(Data Opens)

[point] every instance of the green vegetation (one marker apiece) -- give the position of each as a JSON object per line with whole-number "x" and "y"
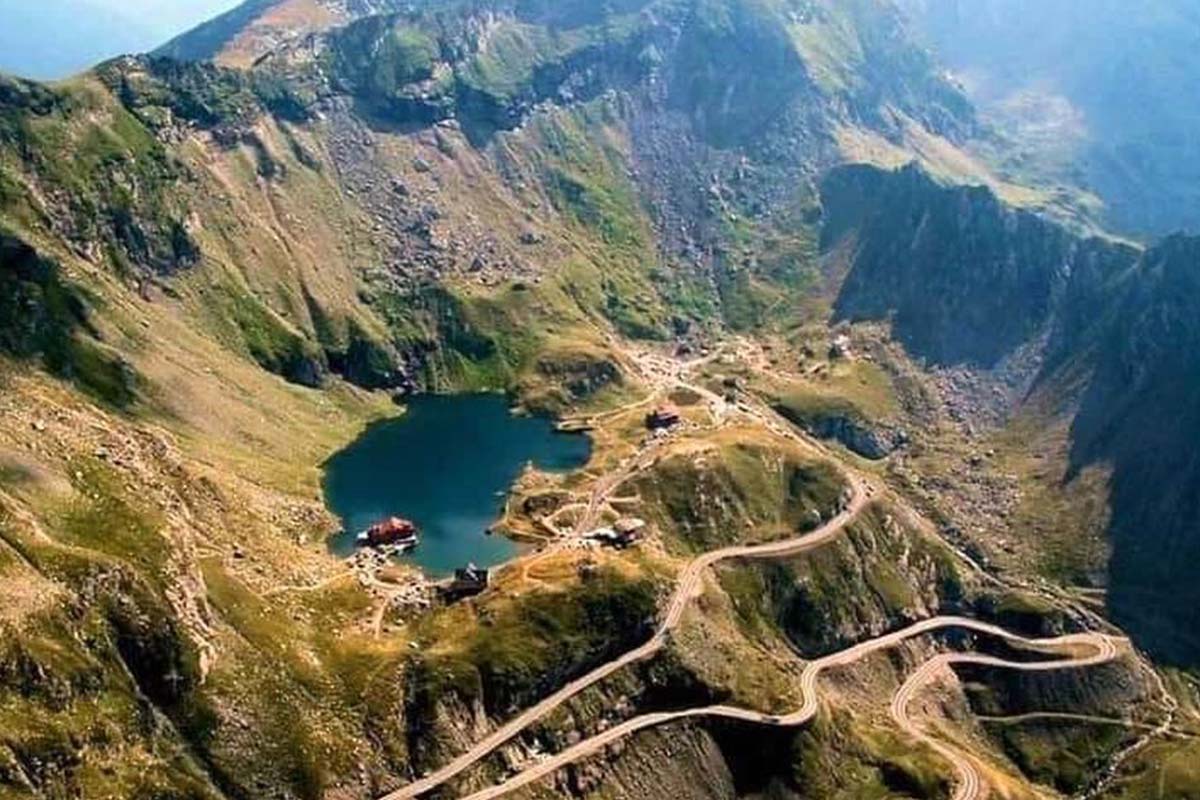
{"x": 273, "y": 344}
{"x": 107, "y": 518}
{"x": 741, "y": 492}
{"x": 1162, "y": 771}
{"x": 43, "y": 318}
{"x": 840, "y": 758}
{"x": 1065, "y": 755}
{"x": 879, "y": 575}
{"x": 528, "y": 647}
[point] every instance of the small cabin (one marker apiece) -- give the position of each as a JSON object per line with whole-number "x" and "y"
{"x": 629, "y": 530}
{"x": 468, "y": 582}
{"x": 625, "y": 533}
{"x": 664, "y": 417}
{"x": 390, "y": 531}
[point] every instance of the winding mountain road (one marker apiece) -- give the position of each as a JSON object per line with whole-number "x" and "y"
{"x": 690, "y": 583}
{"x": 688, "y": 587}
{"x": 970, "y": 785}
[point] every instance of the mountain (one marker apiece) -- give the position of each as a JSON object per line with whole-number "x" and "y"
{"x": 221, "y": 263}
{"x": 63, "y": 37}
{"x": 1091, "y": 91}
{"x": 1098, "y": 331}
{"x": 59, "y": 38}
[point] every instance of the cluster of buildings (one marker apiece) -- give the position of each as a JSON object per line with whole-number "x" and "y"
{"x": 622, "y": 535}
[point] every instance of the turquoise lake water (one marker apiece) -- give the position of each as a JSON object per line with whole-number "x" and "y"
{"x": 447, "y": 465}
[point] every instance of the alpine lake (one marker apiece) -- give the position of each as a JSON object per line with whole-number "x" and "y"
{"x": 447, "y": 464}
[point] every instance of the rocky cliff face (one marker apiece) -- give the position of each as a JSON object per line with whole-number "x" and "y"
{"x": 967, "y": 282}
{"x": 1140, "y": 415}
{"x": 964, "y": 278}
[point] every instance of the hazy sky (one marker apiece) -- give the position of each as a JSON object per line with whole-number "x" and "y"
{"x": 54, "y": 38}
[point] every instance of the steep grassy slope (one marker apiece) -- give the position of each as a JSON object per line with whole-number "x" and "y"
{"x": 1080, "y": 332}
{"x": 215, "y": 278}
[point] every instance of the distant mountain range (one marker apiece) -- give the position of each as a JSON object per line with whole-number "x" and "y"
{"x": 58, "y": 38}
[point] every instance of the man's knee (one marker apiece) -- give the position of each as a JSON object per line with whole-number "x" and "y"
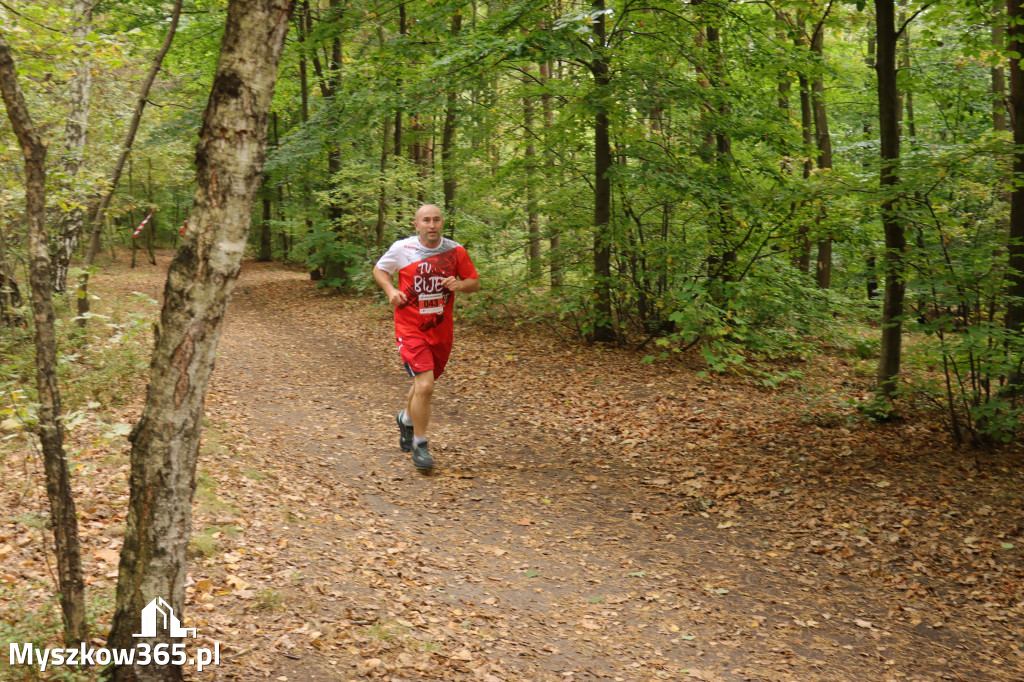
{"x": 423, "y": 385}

(Data Closes)

- _What you should do_
Return all of the data exactly as written, and drop the pictures.

- _Result below_
[point] every instance of the green vegetation (one marker apiece) -- give the position of each as a JSON object per line with whole-number "x" and "y"
{"x": 273, "y": 344}
{"x": 107, "y": 518}
{"x": 741, "y": 492}
{"x": 1162, "y": 771}
{"x": 43, "y": 318}
{"x": 840, "y": 758}
{"x": 1065, "y": 755}
{"x": 879, "y": 575}
{"x": 528, "y": 647}
[point] every instance of the small cabin (one marker apiece) -- give the position of each as a JSON object per line with whole-number "x" and "y"
{"x": 629, "y": 530}
{"x": 468, "y": 582}
{"x": 625, "y": 533}
{"x": 664, "y": 417}
{"x": 390, "y": 531}
[point] every instance of the winding mountain road (one marker apiece) -- give the position of each as a JSON object per line with whole-number "x" and "y"
{"x": 690, "y": 583}
{"x": 688, "y": 587}
{"x": 970, "y": 785}
[point] every instance of the mountain (one marker apiece) -- give the position of each as a JSON object per line with whole-number "x" and "y"
{"x": 221, "y": 263}
{"x": 63, "y": 37}
{"x": 1091, "y": 91}
{"x": 1098, "y": 331}
{"x": 59, "y": 38}
[point] every instance of the cluster of buildings (one marker apiece) -- give the position of each as a JSON object per line with whole-number "x" and "y"
{"x": 622, "y": 535}
[point] every instance of the turquoise lake water (one marker apiece) -- give the position of each as a JSON object per line with whole-number "x" and "y"
{"x": 447, "y": 465}
[point] every instance of the alpine lake (one marker apiece) -- give the position of each as a JSON object per line with whole-number "x" and "y"
{"x": 447, "y": 464}
[point] every instance of the rocky cliff face (one marker apiece) -- give the position of each as a JSON object per line with whole-number "x" and "y"
{"x": 967, "y": 282}
{"x": 1140, "y": 415}
{"x": 964, "y": 278}
[point] every instance of the hazy sky (one marker apiece) -- give the position of each as a JSON object per line with whole-number "x" and "y"
{"x": 54, "y": 38}
[point] every instance of the steep grassy slope (one marker apiece) -- give the position of each as a JSON object per line with whole-number "x" and "y"
{"x": 1080, "y": 332}
{"x": 215, "y": 278}
[point] every instance of the distant mountain range (one marker apiece) -- give the position of each as a JSON object per line with whole-number "x" and "y"
{"x": 58, "y": 38}
[point] every instance of the man's knee (one marker apiece) -- give the position of each as a JSON object per line with whole-number "x" and "y"
{"x": 423, "y": 385}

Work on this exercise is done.